Images within the entries are to be omitted; the remainder must be reproduced exactly.

(Saved entries)
----

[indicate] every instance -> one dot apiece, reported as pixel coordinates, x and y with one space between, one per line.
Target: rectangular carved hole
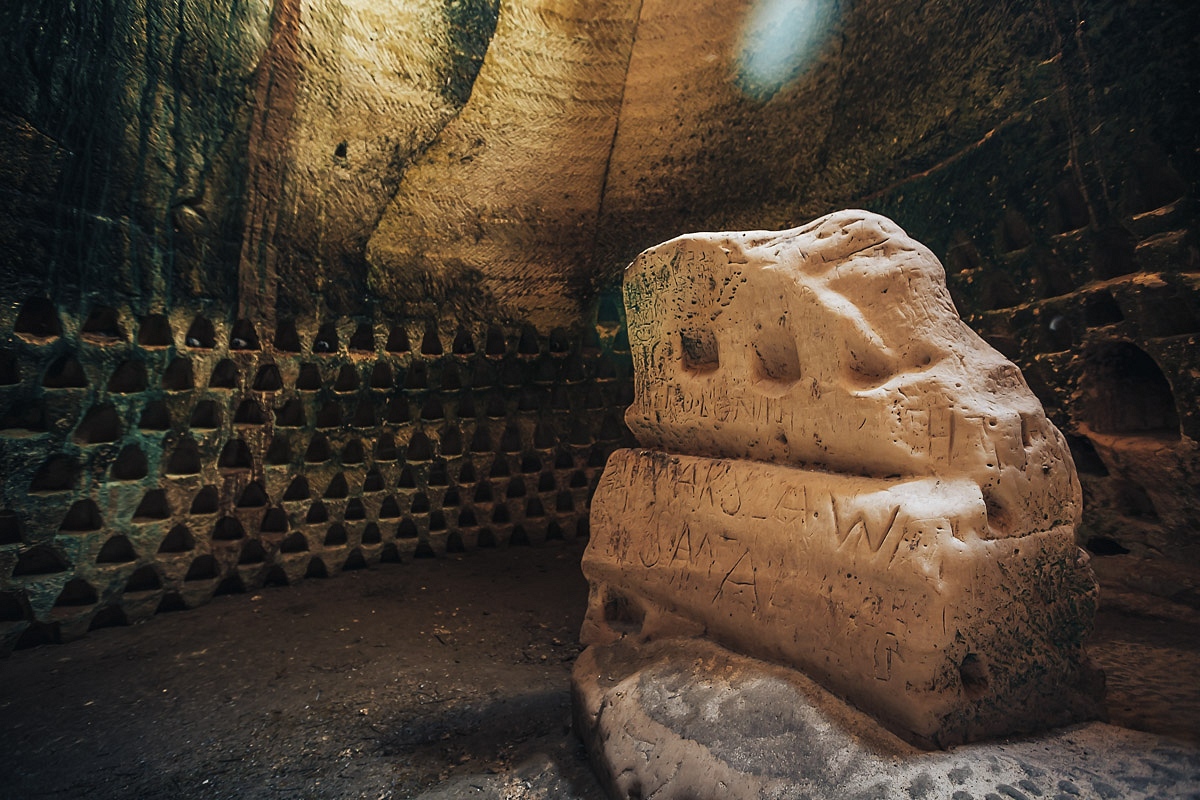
700 352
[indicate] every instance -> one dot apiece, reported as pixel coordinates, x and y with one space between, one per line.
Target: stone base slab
886 590
687 719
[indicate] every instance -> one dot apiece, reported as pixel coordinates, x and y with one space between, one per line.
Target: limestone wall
480 163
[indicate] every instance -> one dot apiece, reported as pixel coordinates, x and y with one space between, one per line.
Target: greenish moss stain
471 24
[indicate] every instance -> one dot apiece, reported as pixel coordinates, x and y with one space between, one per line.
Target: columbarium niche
840 476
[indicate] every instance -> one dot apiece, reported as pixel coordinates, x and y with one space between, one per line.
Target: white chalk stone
835 346
843 477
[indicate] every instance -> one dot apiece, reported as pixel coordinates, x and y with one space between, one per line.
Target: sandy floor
444 677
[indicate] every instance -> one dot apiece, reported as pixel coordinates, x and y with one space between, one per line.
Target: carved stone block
845 479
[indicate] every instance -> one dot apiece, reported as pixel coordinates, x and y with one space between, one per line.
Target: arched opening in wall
327 340
178 376
178 540
353 452
83 516
207 500
364 415
244 336
329 415
337 488
155 416
397 341
347 379
268 379
291 415
528 343
309 379
279 452
450 379
431 344
155 332
287 340
102 326
205 416
201 335
144 578
117 549
250 413
294 543
130 465
252 552
275 521
389 509
317 513
154 505
381 376
493 342
225 376
228 529
129 378
101 423
58 474
235 456
298 489
354 510
318 450
37 320
253 495
10 528
65 373
77 593
363 341
462 343
417 377
1126 392
40 559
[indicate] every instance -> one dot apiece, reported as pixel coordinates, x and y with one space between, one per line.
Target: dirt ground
443 677
377 684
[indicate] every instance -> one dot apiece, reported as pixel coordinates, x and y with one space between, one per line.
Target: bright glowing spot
780 40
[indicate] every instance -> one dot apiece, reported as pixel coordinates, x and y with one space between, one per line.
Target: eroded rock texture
871 493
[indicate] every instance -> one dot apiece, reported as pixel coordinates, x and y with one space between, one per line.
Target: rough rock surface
687 719
929 573
837 346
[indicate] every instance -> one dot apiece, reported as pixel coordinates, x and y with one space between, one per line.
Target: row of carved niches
1104 324
153 462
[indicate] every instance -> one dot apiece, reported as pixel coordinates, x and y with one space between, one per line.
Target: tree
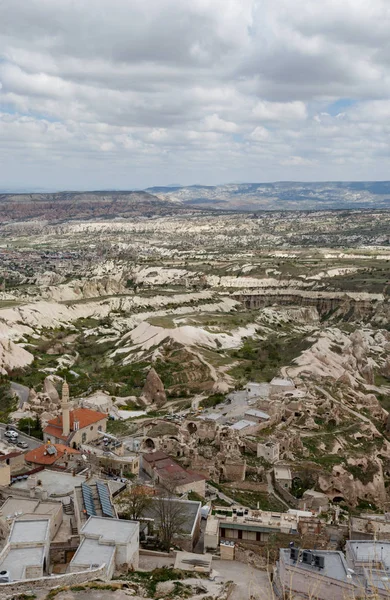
134 502
170 515
32 427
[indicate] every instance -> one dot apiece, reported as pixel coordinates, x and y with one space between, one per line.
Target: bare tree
170 515
134 502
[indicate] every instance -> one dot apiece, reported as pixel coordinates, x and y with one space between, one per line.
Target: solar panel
104 498
88 500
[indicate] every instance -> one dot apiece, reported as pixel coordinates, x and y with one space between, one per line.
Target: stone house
74 427
164 470
270 451
108 541
283 477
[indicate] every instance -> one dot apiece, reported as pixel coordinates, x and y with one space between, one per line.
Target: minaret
65 407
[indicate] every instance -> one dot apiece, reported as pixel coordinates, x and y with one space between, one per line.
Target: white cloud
280 111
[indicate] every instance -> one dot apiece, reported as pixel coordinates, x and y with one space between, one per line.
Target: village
84 504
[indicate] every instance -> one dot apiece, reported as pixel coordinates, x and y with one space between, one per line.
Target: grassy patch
261 360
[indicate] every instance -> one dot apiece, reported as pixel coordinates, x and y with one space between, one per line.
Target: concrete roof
18 559
253 412
15 504
371 551
28 506
282 472
55 482
119 531
242 425
91 552
335 564
34 530
282 382
189 561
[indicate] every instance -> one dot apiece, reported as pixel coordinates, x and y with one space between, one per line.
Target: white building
112 542
257 390
270 451
324 574
283 476
26 554
280 385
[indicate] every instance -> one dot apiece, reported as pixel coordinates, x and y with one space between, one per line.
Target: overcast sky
132 93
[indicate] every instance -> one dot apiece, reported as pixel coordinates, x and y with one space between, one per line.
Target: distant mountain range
63 206
155 201
284 195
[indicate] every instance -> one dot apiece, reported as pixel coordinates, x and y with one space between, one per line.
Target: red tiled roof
10 455
84 416
153 457
41 457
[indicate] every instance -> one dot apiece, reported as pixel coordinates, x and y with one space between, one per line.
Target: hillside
285 195
63 206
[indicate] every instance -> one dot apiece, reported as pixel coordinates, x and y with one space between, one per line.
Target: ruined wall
235 471
16 588
285 494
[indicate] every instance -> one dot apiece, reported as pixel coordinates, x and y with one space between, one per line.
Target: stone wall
16 588
285 494
234 470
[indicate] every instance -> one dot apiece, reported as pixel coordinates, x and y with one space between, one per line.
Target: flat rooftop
188 561
242 424
335 564
119 531
15 507
370 551
18 559
34 531
91 552
253 412
54 482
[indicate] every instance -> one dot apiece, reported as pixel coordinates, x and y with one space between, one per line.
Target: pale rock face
50 390
341 483
154 392
13 356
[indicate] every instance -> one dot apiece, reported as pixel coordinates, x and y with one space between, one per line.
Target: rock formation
154 392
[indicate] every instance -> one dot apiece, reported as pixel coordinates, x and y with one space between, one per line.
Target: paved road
22 438
250 582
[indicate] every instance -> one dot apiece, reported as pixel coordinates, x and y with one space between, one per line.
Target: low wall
16 588
248 485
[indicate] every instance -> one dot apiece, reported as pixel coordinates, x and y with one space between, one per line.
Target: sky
127 94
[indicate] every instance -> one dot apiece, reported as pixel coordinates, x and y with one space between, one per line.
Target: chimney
65 409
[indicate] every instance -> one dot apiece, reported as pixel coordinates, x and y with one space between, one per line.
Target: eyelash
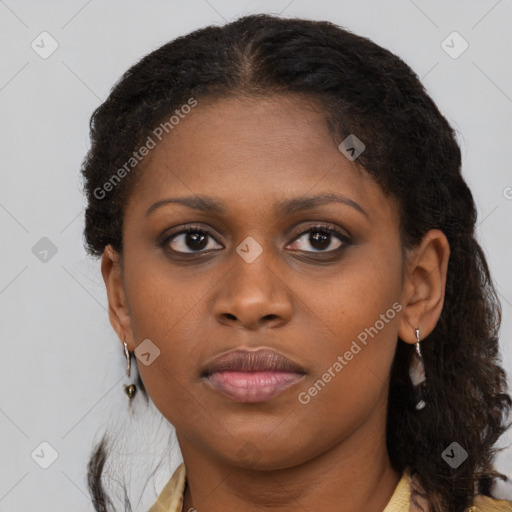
329 229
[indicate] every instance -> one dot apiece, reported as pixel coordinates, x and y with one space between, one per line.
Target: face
325 290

----

Finished exercise:
[indicate] every instance -> one dot apiece, reported as pixel coordinates, x and y with one space between, one per line.
Target: rectangular carved hole
700 352
[indicate] every instance -> one dot apiece, reported as pixel coordinates, x and y with one space between, one per line.
Target: stone base slab
886 590
687 719
[indicate] every instance -> one dot apiece, reported as pixel coordinates, x and y with one space between, one per line.
Target: limestone wall
480 163
[indicate] every instance -> one dot apiece, reported as pixel coordinates, x and y with one space between, one per line.
Target: greenish moss stain
471 24
[indicate] every instance -> one dot apiece, reported as pixel coordinates, x and y with one space between, one per line.
Target: columbarium niche
840 476
[indicate] every instance -> one dot apiece, reported as pixel coordinates, x and y with one space between, one per line.
Target: white chalk stone
835 346
843 477
[indicate] every instance -> one dot apiece, reported as pixel coordinates, x and y with one space between, one per line.
Target: sandy floor
444 677
[indicate] every instance -> one dot apiece, reported as pixel coordinates, x and y with one space between, one per line.
Target: carved stone block
845 479
[indicate] every instance -> one dot apiece, reported as pixel coordinates, x and y with one space between, one per line.
Target: arched opening in wall
327 340
178 376
178 540
353 452
83 516
207 500
364 415
244 336
329 415
337 488
155 416
397 341
347 379
268 379
291 415
528 343
309 379
279 452
450 379
431 344
155 332
287 340
102 326
205 416
201 335
144 578
117 549
250 413
294 543
130 465
252 552
275 521
389 509
317 513
154 505
381 376
493 342
225 376
228 529
129 378
101 423
58 474
235 456
298 489
354 510
318 450
37 320
253 495
10 528
65 373
77 593
363 341
462 343
417 377
1126 392
40 559
[indicate] every instance -> one dot apiece, reported as pixel coordinates, x and y with one space between, one per line.
Target: dirt ground
443 677
377 684
[indicate] every instance -> one dot apiece, reported as pixel coordinates, x and y with one space between, one per line.
Target: bright glowing spot
780 40
[indicate] every instance -> one dot apiece, reported as pixel coordinates, x and y with one space between, one per line.
Target: eroded rock texture
871 493
[indicate] every instance -> one dot apiece, reported as pixel coordinates, x and y with one space between, one per line.
Target: rough rock surface
687 719
929 573
837 346
[indicate] every instance -> one dot apiece, reported as pixel coordinates, x and y with one space between, one per line.
Target: row of carved niches
1104 324
153 462
[indicate] every instance -> one dot apiece, reported as pixel coordinates, x and y with one space between, one per line.
Target: tree
134 502
170 515
32 427
[indicate] every instance -> one dot apiece, reported as pixel coordinates, x and y with one space between, one per line.
Target: bare tree
170 515
134 502
[indicate] every instance -> one dot apiece, reported as pixel coordinates, x and y with one space between, one per line.
Target: solar panel
104 498
88 500
[indicate] every instance -> one dot apiece, reported as pixel coordinates, x and y with one space between, one per line.
Target: stone house
74 427
164 470
270 451
108 541
283 477
[indicate] every instance -> one dot apiece, reported as pixel coordinates, x and y with one space between, one per line.
Target: minaret
65 407
[indicate] every instance -> one dot apiece, reported as pixel coordinates, x and y with one space between, one per line.
Target: white cloud
280 111
[indicate] every instance -> one dot apiece, reported as pixel coordinates, x and y with one space between, one per line.
Target: village
84 504
[indicate] every instance -> one dot apiece, reported as pixel coordinates, x and y with one space between, one per line.
Target: grassy patch
261 360
[indicate] every instance -> one dot apiece, reported as pixel coordinates, x and y with one space between, one per line.
Target: concrete roof
18 559
253 412
15 504
371 551
28 506
282 472
55 482
119 531
242 425
91 552
335 564
34 530
282 382
189 561
[indicate] every instance -> one dot apiece, reported as pixel coordinates, x and y with one space between, one per line.
Target: white building
112 542
257 390
270 451
324 574
283 476
26 554
280 385
[indicate] every instance -> one dot apiece, reported as pixel coordinates, x and y with one space between, one per line.
Target: overcast sky
132 93
[indicate] every instance -> one dot apiece, reported as pixel coordinates, x and y with one space between, one per line.
Target: distant mountain range
63 206
155 201
284 195
[indicate] every instance -> one dot apiece, reported as pixel coordinates, x and y with one space between, one per line.
Target: red tiled roof
10 455
84 416
153 457
41 457
[indicate] every instance -> one dot apiece, reported as pixel coordinates, x and y with one space between, one per line.
Target: hillside
285 195
63 206
[indicate] every instance -> one dot apiece, reported as pixel coordinates, x and y with one space between, one per line.
Target: ruined wall
235 471
16 588
285 494
[indicate] every instance -> one dot apiece, reported as pixel coordinates, x and y with one space between, one per line.
Target: stone wall
16 588
285 494
234 470
[indicate] every instance -> one dot apiece, reported as pixel coordinates, x and y with one space between, one per line.
Target: flat rooftop
188 561
242 424
335 564
119 531
15 507
370 551
18 559
34 531
91 552
253 412
54 482
[indicate] every instance -> one dot apiece, reported as pixel coordinates, x and y with one space between, one per line.
Target: pale rock face
50 390
341 483
154 392
13 356
[indicate] every instance -> one dot apiece, reported as pixel coordinates, x and y with one space between, one per line.
Target: rock formation
154 392
[indicate] every instance -> one dot apiece, reported as pixel coordinates, x and y with one space between, one per line.
Target: paved road
22 438
250 582
[indicate] every instance -> one dot apiece, reported as pixel coordinates, x and y with one space between, one per line.
Target: low wall
16 588
248 485
[indicate] every instance -> one dot apiece, reported as pixel coordinates, x and y with one space between, one per line.
Target: sky
127 94
[indicate] every instance -> one dot apiece, reported as pixel coordinates, x and y with one space between, one per line.
Target: chimney
65 409
[indicate] every instance -> one dot apiece, reported as pixel coordinates, x and y with one space between, one per line.
Target: eyelash
329 229
[indicate] every instance -> one dot apiece, reported as pixel coordinates, x and y with one space between, one per line.
Target: face
325 290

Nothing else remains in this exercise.